> [Task prompt] Copy out the lines of the entries below word for word, beginning at the line that contains "of the fingernail;" and ending after the line that contains "Check that one keypoint sits on every instance of the book". Include both of those lines.

> [Input data]
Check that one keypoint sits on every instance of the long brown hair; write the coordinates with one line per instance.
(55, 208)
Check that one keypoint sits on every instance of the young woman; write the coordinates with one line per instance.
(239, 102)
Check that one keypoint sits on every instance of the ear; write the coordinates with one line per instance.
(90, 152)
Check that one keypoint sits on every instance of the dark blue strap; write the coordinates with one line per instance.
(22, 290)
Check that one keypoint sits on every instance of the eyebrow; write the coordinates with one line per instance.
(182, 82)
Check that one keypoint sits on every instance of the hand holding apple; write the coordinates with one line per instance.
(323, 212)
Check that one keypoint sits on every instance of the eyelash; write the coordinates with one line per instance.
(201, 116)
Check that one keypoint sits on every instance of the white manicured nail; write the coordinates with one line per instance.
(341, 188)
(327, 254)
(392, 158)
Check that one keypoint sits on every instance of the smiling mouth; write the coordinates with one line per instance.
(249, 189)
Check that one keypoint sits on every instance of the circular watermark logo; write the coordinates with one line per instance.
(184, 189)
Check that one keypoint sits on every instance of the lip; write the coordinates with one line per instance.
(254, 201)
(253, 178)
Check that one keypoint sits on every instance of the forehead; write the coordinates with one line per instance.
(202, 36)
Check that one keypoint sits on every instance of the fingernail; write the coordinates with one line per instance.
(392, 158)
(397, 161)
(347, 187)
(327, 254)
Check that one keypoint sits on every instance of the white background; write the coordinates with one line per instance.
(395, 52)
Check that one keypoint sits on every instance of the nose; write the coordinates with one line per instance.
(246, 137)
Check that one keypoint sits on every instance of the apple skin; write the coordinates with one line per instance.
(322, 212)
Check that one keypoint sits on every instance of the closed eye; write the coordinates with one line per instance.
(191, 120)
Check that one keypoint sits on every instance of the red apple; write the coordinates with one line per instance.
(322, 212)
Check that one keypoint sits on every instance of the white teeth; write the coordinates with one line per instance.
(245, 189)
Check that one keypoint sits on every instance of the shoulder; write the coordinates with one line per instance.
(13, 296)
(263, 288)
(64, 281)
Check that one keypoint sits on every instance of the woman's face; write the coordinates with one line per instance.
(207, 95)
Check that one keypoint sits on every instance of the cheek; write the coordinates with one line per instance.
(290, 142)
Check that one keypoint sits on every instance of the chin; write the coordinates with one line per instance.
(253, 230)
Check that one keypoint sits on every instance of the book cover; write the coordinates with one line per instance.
---
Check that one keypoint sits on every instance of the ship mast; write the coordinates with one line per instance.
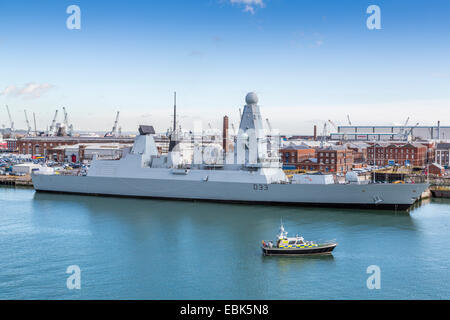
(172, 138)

> [Answer in full]
Check that one keypoint sits on every instance of the fingernail; write the coordinates with one line per instance.
(392, 158)
(397, 161)
(347, 187)
(327, 254)
Check that one keypoint sits on every instance of the white background; write the coordinates with one line per instance.
(395, 52)
Check that one keypoint sits on every instance of the nose; write the coordinates with one line per instance.
(246, 137)
Check that one keypoint sits on every instance of the apple skin; write the coordinates with one line per instance.
(322, 212)
Check that one keypoint sits on every instance of the closed eye; write the coordinates with one line per instance.
(191, 120)
Check that one keypoint sits on every instance of the red apple; write the coordinates with one line per instance.
(322, 212)
Check that one keypoint sits on every instance of the white teeth; write the coordinates with one line per instance.
(245, 189)
Check that one keypoint sits on every instance of the shoulder; write the coordinates with one line per instance.
(13, 296)
(263, 288)
(64, 281)
Check that one keypoint sits on every instance of the woman's face; write the coordinates with one line per instance.
(207, 95)
Check that one keypoint sits on every instance of the cheek; write the coordinates with one line per instance.
(290, 142)
Check that one keypoint sits on every instance of the chin; write the coordinates with one line per instance.
(253, 230)
Check that one keypoint sits on every instance of the book cover; write the coordinates with one line per instance.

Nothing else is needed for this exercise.